MATERIAL TO PROCESS:
========

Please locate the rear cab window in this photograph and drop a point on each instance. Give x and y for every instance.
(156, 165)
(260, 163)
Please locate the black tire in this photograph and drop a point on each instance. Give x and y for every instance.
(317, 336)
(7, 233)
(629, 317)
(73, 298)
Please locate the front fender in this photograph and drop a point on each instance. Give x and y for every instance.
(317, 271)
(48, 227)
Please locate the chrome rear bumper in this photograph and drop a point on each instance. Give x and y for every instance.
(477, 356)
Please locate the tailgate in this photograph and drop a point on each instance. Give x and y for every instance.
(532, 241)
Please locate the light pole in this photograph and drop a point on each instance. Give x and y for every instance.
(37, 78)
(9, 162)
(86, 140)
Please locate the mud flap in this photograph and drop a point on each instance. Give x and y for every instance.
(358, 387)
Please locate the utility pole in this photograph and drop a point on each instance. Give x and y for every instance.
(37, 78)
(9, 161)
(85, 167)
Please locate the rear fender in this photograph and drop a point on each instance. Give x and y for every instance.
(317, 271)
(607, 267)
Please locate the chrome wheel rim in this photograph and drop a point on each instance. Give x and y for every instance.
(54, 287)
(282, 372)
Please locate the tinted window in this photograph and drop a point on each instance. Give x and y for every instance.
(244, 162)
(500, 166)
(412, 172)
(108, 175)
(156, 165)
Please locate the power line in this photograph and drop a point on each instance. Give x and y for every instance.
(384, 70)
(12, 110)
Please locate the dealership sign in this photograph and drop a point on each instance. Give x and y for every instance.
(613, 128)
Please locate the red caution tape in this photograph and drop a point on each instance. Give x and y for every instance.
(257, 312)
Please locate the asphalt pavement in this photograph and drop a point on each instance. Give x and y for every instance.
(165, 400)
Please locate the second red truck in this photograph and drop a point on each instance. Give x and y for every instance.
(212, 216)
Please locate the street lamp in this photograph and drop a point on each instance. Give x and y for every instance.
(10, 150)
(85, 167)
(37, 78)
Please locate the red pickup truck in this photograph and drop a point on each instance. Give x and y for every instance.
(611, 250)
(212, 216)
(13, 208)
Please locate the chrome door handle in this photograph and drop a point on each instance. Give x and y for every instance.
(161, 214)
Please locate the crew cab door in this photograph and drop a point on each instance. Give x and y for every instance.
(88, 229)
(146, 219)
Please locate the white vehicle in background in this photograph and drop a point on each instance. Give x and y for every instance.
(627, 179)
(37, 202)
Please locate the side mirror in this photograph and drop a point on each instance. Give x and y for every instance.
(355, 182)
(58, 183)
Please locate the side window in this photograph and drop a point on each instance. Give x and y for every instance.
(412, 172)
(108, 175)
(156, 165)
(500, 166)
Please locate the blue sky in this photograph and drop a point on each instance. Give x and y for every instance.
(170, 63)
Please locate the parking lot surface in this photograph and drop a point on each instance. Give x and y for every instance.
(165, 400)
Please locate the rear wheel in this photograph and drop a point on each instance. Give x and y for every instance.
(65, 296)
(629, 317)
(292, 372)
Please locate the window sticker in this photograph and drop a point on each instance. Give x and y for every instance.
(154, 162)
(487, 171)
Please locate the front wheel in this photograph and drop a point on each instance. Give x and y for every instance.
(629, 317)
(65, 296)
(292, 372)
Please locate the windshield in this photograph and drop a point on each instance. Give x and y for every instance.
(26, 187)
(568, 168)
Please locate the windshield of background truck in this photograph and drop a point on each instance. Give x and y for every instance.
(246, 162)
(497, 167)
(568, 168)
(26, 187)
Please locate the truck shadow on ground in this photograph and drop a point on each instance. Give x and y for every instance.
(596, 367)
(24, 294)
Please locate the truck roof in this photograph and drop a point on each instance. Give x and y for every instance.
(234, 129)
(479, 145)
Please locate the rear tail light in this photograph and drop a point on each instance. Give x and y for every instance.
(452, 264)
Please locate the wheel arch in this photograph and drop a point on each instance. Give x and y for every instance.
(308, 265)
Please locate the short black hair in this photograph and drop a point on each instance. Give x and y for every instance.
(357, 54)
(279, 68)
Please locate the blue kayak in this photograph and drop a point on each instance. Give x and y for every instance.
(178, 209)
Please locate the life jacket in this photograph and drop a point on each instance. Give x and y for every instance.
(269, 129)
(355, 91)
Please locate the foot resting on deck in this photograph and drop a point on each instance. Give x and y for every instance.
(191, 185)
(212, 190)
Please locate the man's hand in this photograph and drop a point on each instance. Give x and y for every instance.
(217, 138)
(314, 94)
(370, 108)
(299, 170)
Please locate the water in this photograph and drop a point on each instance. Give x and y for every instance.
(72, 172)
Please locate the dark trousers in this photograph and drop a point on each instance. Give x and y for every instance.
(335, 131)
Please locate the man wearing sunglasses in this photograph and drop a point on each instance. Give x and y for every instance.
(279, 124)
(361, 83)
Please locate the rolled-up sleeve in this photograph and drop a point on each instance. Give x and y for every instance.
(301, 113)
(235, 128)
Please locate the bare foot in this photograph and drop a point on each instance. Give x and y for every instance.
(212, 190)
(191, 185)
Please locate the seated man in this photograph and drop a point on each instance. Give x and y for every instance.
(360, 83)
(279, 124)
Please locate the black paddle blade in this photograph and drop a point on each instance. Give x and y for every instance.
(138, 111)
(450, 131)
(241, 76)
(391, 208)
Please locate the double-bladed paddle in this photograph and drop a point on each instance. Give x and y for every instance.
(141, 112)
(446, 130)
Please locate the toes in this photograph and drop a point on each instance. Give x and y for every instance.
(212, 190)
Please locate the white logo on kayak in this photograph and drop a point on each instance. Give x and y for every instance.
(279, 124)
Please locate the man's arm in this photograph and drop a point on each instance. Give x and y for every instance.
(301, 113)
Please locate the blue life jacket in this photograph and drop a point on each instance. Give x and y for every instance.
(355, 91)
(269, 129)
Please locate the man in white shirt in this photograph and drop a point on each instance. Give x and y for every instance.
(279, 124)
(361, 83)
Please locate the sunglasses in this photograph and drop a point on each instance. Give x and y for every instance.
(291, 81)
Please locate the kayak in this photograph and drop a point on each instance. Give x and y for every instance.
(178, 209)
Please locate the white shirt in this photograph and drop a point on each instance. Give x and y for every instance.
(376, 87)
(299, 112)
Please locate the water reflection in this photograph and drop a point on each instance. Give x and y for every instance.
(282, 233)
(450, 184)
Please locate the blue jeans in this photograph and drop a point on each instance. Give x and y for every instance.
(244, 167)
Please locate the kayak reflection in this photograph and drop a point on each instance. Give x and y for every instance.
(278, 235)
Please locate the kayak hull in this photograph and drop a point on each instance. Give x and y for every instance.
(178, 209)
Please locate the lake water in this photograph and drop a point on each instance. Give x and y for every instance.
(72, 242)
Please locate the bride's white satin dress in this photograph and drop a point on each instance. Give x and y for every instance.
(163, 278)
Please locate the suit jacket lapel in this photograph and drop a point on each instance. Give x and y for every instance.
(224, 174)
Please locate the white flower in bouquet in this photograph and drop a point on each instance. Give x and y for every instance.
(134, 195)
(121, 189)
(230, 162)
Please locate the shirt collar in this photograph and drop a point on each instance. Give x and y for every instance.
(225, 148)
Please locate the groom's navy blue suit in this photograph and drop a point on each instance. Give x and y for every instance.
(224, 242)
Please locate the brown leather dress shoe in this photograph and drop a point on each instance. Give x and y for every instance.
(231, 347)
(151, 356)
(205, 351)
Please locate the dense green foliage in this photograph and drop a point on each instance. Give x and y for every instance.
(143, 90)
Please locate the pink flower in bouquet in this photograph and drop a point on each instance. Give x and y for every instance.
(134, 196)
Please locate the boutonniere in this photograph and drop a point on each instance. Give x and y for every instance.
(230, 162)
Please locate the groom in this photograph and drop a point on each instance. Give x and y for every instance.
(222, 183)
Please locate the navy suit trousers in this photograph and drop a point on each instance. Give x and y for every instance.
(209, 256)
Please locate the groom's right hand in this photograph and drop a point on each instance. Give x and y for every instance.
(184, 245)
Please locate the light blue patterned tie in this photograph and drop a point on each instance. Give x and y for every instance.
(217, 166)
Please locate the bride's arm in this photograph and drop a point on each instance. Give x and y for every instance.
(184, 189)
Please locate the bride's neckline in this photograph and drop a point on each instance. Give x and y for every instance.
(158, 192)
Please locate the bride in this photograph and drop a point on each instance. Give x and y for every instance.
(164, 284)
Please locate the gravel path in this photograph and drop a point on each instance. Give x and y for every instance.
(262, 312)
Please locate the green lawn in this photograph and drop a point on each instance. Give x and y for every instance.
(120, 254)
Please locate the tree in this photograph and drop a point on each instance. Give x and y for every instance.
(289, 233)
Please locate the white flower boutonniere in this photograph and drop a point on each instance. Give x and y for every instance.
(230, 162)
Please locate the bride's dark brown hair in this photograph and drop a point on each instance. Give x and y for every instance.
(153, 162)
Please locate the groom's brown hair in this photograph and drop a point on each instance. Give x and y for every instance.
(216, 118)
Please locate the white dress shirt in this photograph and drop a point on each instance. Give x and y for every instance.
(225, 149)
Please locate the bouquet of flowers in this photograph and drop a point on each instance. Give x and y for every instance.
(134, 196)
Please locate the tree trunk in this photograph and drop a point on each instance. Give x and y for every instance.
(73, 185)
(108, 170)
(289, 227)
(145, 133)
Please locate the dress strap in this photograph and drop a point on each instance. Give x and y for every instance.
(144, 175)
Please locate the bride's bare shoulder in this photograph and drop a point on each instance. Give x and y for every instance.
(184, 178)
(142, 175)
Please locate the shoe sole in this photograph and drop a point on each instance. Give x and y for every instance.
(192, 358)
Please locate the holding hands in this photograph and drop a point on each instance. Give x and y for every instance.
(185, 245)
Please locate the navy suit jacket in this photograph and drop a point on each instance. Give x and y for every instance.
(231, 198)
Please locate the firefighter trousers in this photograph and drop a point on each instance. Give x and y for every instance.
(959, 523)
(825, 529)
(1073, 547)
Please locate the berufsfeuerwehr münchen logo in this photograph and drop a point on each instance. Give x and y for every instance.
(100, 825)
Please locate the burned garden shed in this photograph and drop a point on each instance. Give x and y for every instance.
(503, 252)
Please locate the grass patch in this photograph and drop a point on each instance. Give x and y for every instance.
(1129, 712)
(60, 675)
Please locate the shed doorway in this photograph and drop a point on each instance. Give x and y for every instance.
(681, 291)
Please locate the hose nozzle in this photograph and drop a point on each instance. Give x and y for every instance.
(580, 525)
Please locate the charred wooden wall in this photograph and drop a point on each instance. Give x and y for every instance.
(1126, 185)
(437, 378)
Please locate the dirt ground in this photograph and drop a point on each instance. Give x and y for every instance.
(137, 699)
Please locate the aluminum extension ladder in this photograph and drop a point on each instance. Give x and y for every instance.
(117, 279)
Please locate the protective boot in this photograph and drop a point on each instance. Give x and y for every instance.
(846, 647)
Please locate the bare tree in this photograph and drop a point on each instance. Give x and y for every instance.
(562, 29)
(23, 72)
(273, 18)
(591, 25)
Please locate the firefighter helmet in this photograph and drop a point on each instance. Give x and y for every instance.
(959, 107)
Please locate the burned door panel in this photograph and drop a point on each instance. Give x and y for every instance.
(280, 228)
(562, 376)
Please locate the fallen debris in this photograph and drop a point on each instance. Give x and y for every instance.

========

GIVEN EXERCISE:
Give back, exactly as written, the lines from the one with "Please locate the dirt" to the last line.

EXERCISE ANSWER:
Please locate the dirt ground in this photograph and drop a point on each instance. Give x and y for every instance.
(137, 699)
Please locate the aluminum extension ladder in this photograph and drop a point on each instance. Give x and y for every instance.
(117, 279)
Please locate the protective boot in this photograph and drop a point on each instance. Give x and y for every instance.
(846, 647)
Please locate the bare tree in this photograph and drop a point on each instance. Give x and y for every instance.
(562, 29)
(23, 72)
(273, 18)
(591, 25)
Please locate the firefighter helmet in this photograph and drop a point on each instance. Give x and y for every instance.
(959, 107)
Please locate the burned door panel in this photograph and drop a point on each instance. Give x and y for every instance.
(280, 228)
(562, 376)
Please locate the fallen debris in this photograph and drop a point on each instance. Give x and y for every instance.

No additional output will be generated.